──────── Data to process ────────

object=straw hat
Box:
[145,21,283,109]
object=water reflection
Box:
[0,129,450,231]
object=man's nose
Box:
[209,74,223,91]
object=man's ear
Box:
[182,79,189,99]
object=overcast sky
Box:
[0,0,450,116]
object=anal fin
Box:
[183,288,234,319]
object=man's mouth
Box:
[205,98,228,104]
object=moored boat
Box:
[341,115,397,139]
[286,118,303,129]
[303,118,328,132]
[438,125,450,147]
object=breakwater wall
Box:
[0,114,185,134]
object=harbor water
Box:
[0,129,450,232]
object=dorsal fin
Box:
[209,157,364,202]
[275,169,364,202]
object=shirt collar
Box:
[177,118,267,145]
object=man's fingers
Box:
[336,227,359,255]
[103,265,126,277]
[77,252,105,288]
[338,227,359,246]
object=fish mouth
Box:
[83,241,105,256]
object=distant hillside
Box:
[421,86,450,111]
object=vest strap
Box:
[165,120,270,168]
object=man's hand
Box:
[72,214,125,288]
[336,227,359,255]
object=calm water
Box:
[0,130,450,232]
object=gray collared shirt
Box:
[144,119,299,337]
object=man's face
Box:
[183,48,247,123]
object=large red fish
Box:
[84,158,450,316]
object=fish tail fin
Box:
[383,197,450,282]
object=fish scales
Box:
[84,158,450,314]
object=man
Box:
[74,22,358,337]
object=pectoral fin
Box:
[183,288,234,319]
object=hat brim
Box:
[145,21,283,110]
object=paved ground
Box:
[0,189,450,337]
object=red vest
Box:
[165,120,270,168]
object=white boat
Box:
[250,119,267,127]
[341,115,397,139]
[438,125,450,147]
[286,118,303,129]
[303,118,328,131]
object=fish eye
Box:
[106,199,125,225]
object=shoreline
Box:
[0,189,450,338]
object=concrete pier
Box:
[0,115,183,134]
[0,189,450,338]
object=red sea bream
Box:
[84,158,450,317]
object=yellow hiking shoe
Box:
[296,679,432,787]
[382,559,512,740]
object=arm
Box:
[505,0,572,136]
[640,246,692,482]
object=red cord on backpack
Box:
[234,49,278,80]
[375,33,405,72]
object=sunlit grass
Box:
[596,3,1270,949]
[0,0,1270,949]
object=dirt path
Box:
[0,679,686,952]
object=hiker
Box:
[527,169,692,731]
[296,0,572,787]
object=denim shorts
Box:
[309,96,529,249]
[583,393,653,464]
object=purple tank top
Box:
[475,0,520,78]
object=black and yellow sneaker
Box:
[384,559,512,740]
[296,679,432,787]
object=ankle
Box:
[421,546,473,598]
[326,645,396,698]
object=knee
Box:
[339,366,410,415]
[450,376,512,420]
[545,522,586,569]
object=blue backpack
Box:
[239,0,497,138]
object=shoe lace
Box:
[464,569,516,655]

────────

* [Exercise directions]: Rewrite the records with every instance of "backpack" changed to "rucksack", leaving everything else unchanged.

* [Written response]:
object=straw hat
Box:
[145,21,283,109]
object=water reflection
Box:
[0,129,450,231]
object=man's nose
Box:
[209,74,223,91]
object=man's ear
Box:
[182,79,189,99]
object=overcast sky
Box:
[0,0,450,116]
object=anal fin
Box:
[183,288,234,319]
object=man's mouth
Box:
[205,98,228,104]
object=moored boat
Box:
[341,115,397,139]
[286,118,303,129]
[303,118,328,132]
[438,125,450,147]
object=breakwater wall
Box:
[0,114,185,134]
object=harbor water
Box:
[0,129,450,232]
object=dorsal fin
Box:
[209,157,364,202]
[275,169,364,202]
object=shirt collar
Box:
[177,118,267,145]
object=man's fingers
Box:
[336,227,359,255]
[103,265,126,277]
[77,252,105,288]
[338,227,359,246]
object=fish mouth
Box:
[83,241,105,256]
object=distant hillside
Box:
[421,86,450,111]
object=vest strap
Box:
[165,120,270,168]
object=man's hand
Box:
[72,214,125,288]
[336,227,359,255]
object=calm water
Box:
[0,130,450,232]
object=gray collared shirt
Box:
[144,119,299,337]
object=man's face
Box:
[183,48,247,123]
object=large red fish
Box:
[84,158,450,316]
object=fish tail fin
Box:
[383,197,450,282]
object=fish scales
Box:
[84,158,450,314]
object=man
Box:
[74,22,358,337]
object=pectoral fin
Box:
[183,288,234,319]
object=hat brim
Box:
[145,21,283,110]
object=paved ground
Box:
[0,189,450,337]
object=red vest
Box:
[165,120,270,168]
object=white boat
Box:
[250,119,267,127]
[341,115,397,139]
[438,125,450,147]
[286,118,303,129]
[303,118,328,131]
object=fish eye
Box:
[106,199,125,225]
object=shoreline
Box:
[0,189,450,338]
object=concrete pier
Box:
[0,115,183,134]
[0,189,450,338]
object=red sea bream
Box:
[84,158,450,317]
object=yellow hiking shoe
Box:
[296,679,432,787]
[382,559,512,740]
object=arm
Box:
[505,0,572,136]
[640,246,692,482]
object=red cord on rucksack
Box:
[234,49,278,80]
[375,33,405,72]
object=sunlit grass
Box:
[596,3,1270,949]
[0,0,1270,949]
object=dirt path
Box:
[0,679,686,952]
object=hiker
Box:
[527,169,692,731]
[296,0,572,787]
object=denim shorts
Box:
[309,96,529,249]
[583,393,653,464]
object=purple tank top
Box:
[475,0,520,78]
object=black and yellow sneaker
Box:
[384,559,512,740]
[296,679,432,787]
object=ankle
Box:
[421,546,473,598]
[326,645,396,698]
object=knee
Box:
[339,366,410,415]
[450,376,512,420]
[545,522,586,569]
object=blue rucksack
Box:
[239,0,497,138]
object=shoe lace
Box:
[464,569,516,655]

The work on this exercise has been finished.